Column Definitions | CREATE FOREIGN TABLE | Teradata Vantage - 17.10 - data_column_definition - Advanced SQL Engine - Teradata Database

Teradata Vantage™ - SQL Data Definition Language Syntax and Examples

Product
Advanced SQL Engine
Teradata Database
Release Number
17.10
Release Date
July 2021
Content Type
Programming Reference
Publication ID
B035-1144-171K
Language
English (United States)

[Optional for CSV- or Parquet-formatted data, disallowed otherwise.] Specify the definition of one or more data columns in the external file, in the order in which the records appear in the external file.

The location_column and the payload_column or data_column_definition fields are optional, because NOS generates them. For CSV, if NOS is cannot generate the columns, it generates the payload column of DATASET CSV instead.

Each data_column_definition has the format column_name data_type.

CSV Files

Data columns are optional because NOS creates them from the information in the data itself. If you declare the columns and their data types, NOS checks their correctness.

If you specify data columns, these rules apply:
  • The column_name need not match the name of the corresponding column in the header record.
  • The data_type is the Vantage column data type to associate with the corresponding field in the CSV record.
  • For a CSV table, data_type must be one of the following:
    • SMALLINT
    • INTEGER
    • BIGINT
    • DECIMAL (precision, scale) where precision is in the range [1, 38] and scale is in the range [0, 38].

• _YOUR INSTRUCTIONS_
Translate this sentence from the CREATE FOREIGN TABLE reference into Spanish: "If you declare the columns and their data types, NOS checks their correctness."

• _MATERIAL SUPPLIED_
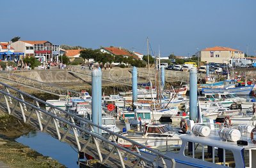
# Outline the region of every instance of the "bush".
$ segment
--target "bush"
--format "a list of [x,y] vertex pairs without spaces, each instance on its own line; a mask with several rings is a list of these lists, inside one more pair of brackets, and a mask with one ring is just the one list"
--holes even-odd
[[[62,59],[61,59],[62,58]],[[70,60],[69,60],[69,58],[68,57],[67,57],[66,55],[60,55],[59,56],[59,60],[60,61],[61,61],[63,64],[66,64],[66,65],[68,65],[69,64],[69,62],[70,62]]]
[[125,68],[125,64],[121,64],[121,65],[119,66],[119,67],[122,67],[122,68]]
[[84,61],[83,59],[76,59],[74,60],[71,62],[71,65],[81,65],[84,64]]
[[24,59],[23,61],[24,63],[27,63],[28,65],[29,63],[30,63],[30,67],[32,69],[34,69],[35,67],[41,65],[41,62],[38,60],[35,57],[27,57]]
[[[8,66],[16,66],[16,64],[14,62],[12,61],[8,61],[7,62]],[[0,61],[0,66],[1,67],[6,66],[6,61]]]

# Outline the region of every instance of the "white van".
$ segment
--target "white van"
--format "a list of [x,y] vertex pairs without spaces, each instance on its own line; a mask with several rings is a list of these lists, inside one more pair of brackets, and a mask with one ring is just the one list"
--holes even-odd
[[220,67],[214,67],[214,69],[215,73],[220,73],[222,72],[222,68]]
[[200,67],[199,73],[206,73],[206,66],[202,66]]
[[164,68],[168,67],[168,63],[160,63],[160,67],[164,66]]
[[173,67],[173,70],[180,71],[182,67],[182,66],[180,66],[180,65],[175,65],[174,67]]

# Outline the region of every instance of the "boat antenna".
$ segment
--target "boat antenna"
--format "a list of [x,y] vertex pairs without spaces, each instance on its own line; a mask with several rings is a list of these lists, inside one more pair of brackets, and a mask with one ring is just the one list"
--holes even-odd
[[[150,67],[149,66],[149,48],[148,48],[148,37],[147,38],[147,55],[148,55],[148,80],[150,81],[150,95],[151,95],[151,106],[153,105],[152,104],[154,104],[154,110],[156,110],[156,105],[155,105],[155,102],[154,102],[154,99],[153,97],[153,87],[152,87],[152,81],[151,81],[151,78],[150,78]],[[152,110],[152,120],[153,120],[153,122],[154,122],[154,109]]]

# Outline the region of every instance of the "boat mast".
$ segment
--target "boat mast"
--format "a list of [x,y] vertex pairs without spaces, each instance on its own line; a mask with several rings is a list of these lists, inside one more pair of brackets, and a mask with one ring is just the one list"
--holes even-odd
[[159,59],[159,79],[158,79],[158,81],[159,81],[159,85],[158,85],[158,88],[159,88],[159,104],[160,104],[160,106],[161,106],[161,66],[160,66],[160,65],[161,65],[161,60],[160,60],[160,45],[159,46],[159,47],[158,47],[158,59]]
[[[152,102],[151,103],[151,106],[153,105],[154,104],[154,109],[156,110],[156,105],[155,105],[155,102],[154,102],[154,99],[153,97],[153,88],[152,88],[152,81],[150,78],[150,67],[149,66],[149,48],[148,48],[148,38],[147,38],[147,50],[148,50],[148,79],[150,81],[150,91],[151,91],[151,101]],[[154,109],[152,110],[152,119],[154,122]]]

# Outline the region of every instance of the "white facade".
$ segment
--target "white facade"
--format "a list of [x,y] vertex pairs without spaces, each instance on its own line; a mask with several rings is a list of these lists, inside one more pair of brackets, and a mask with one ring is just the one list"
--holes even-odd
[[234,59],[230,60],[230,64],[233,66],[239,66],[241,64],[248,65],[252,64],[252,60],[246,59]]
[[138,52],[133,52],[133,53],[135,54],[136,55],[139,57],[139,59],[142,60],[142,58],[143,57],[143,55]]
[[15,52],[24,52],[25,55],[34,54],[34,45],[21,41],[18,41],[11,44]]

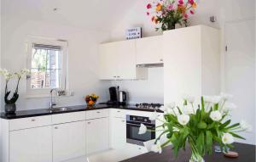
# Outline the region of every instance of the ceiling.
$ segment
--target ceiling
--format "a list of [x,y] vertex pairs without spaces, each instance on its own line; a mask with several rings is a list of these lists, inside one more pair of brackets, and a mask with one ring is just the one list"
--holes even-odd
[[[137,0],[1,0],[6,20],[47,20],[110,31]],[[57,8],[54,11],[54,8]]]

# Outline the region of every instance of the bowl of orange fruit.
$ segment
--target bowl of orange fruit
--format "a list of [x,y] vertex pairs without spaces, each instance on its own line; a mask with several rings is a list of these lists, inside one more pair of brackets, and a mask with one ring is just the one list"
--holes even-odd
[[99,98],[99,96],[96,94],[94,94],[94,93],[86,95],[84,98],[87,105],[90,107],[95,106],[98,98]]

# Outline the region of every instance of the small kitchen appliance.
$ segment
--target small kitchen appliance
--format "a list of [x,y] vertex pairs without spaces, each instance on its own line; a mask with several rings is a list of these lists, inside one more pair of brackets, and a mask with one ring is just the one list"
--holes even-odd
[[127,101],[127,93],[125,91],[119,91],[119,104],[125,105]]
[[118,90],[115,87],[109,87],[110,100],[107,104],[118,104]]
[[[138,134],[141,124],[147,127],[145,134]],[[143,142],[155,139],[155,121],[148,117],[126,115],[126,142],[144,146]]]

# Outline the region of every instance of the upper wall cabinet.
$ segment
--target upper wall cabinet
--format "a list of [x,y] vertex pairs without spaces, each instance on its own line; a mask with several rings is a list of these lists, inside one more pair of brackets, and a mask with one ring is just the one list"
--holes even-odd
[[163,63],[162,36],[136,40],[137,64]]
[[165,103],[219,93],[219,30],[205,25],[164,32]]
[[102,80],[147,78],[147,70],[137,68],[134,40],[101,44],[99,60]]

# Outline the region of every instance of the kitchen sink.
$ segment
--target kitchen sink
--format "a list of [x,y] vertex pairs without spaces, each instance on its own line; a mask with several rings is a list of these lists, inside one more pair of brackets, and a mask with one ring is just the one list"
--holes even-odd
[[47,109],[47,110],[49,111],[54,111],[54,112],[56,112],[56,111],[67,111],[67,110],[70,110],[71,109],[70,108],[65,108],[65,107],[61,107],[61,108],[52,108],[52,109]]

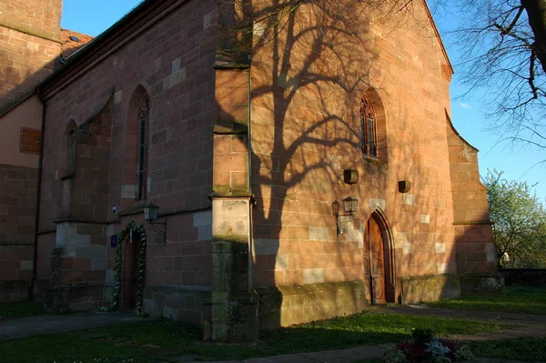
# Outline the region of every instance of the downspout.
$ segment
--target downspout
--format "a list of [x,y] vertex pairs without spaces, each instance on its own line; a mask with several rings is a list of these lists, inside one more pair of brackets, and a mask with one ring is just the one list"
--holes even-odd
[[42,126],[40,134],[40,156],[38,158],[38,177],[36,185],[36,207],[35,211],[35,236],[34,236],[34,251],[32,258],[32,278],[28,282],[28,300],[34,301],[34,285],[36,280],[36,270],[38,264],[38,231],[40,224],[40,197],[42,191],[42,164],[44,162],[44,136],[46,135],[46,101],[40,96],[39,90],[36,88],[36,96],[42,102]]
[[251,76],[252,64],[248,67],[248,137],[247,139],[247,148],[248,150],[248,193],[250,194],[250,205],[248,210],[249,221],[248,221],[248,289],[250,292],[254,290],[252,286],[253,280],[253,269],[254,265],[254,218],[253,209],[256,205],[254,196],[252,195],[252,76]]

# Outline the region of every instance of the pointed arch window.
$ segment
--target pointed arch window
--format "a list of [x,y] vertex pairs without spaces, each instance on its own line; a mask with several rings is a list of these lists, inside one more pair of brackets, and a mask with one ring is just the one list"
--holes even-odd
[[147,163],[147,126],[149,123],[150,99],[147,95],[144,95],[138,107],[138,165],[137,180],[138,188],[136,189],[136,200],[145,198],[146,196],[146,164]]
[[362,153],[378,156],[377,117],[373,104],[366,95],[360,98],[360,146]]

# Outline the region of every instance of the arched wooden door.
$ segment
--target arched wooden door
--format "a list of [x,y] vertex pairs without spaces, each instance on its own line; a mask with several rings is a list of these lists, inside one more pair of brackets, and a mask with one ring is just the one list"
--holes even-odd
[[136,302],[136,262],[139,238],[133,236],[123,241],[121,308],[133,308]]
[[366,224],[365,245],[367,252],[366,282],[373,304],[384,304],[385,297],[385,250],[383,237],[378,222],[372,217]]
[[374,212],[366,222],[364,234],[364,281],[368,301],[395,302],[394,261],[385,220]]

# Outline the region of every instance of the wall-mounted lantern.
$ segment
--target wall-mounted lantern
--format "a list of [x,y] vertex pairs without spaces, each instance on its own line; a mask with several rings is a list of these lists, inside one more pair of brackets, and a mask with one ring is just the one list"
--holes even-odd
[[411,190],[411,182],[410,180],[399,181],[399,192],[408,193],[410,190]]
[[[359,199],[353,198],[352,197],[348,197],[343,199],[343,209],[345,209],[344,215],[339,214],[339,202],[334,200],[332,202],[332,212],[336,217],[336,227],[338,229],[338,235],[344,235],[347,233],[347,223],[353,221],[353,213],[357,211],[357,206],[359,204]],[[349,217],[348,220],[345,222],[339,223],[339,217]]]
[[[148,204],[144,207],[144,219],[146,219],[150,224],[150,229],[156,233],[156,242],[166,245],[167,219],[165,220],[165,222],[154,222],[156,219],[157,219],[158,211],[159,207],[156,206],[153,203]],[[154,228],[154,225],[162,225],[163,230],[157,230],[156,228]]]

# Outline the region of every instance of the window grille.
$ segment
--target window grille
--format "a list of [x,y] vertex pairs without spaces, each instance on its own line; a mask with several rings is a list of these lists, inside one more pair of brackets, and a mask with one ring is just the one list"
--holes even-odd
[[138,189],[136,191],[136,199],[141,200],[145,195],[145,177],[146,177],[146,162],[147,154],[147,128],[149,122],[149,107],[150,99],[147,95],[145,95],[140,101],[138,109]]
[[363,96],[360,99],[360,146],[364,155],[375,157],[378,156],[376,120],[371,101]]

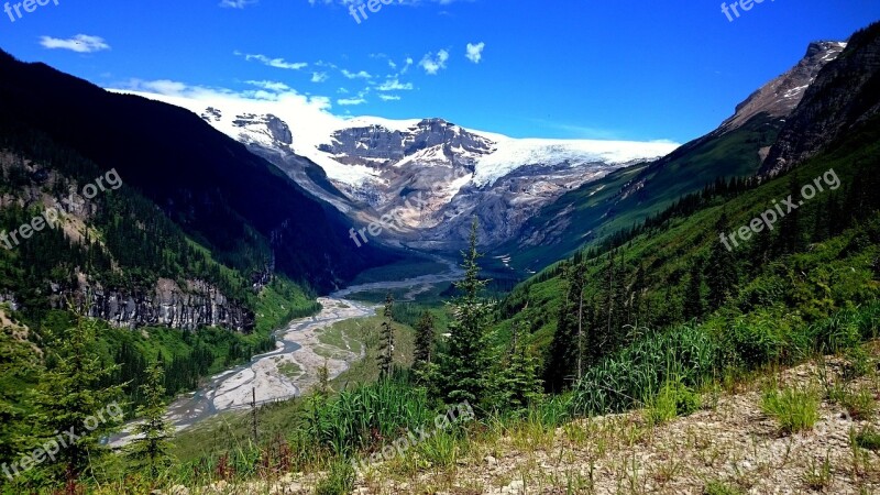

• _WRITTEN ANSWER_
Si declara las columnas y sus tipos de datos, NOS comprueba que sean correctos.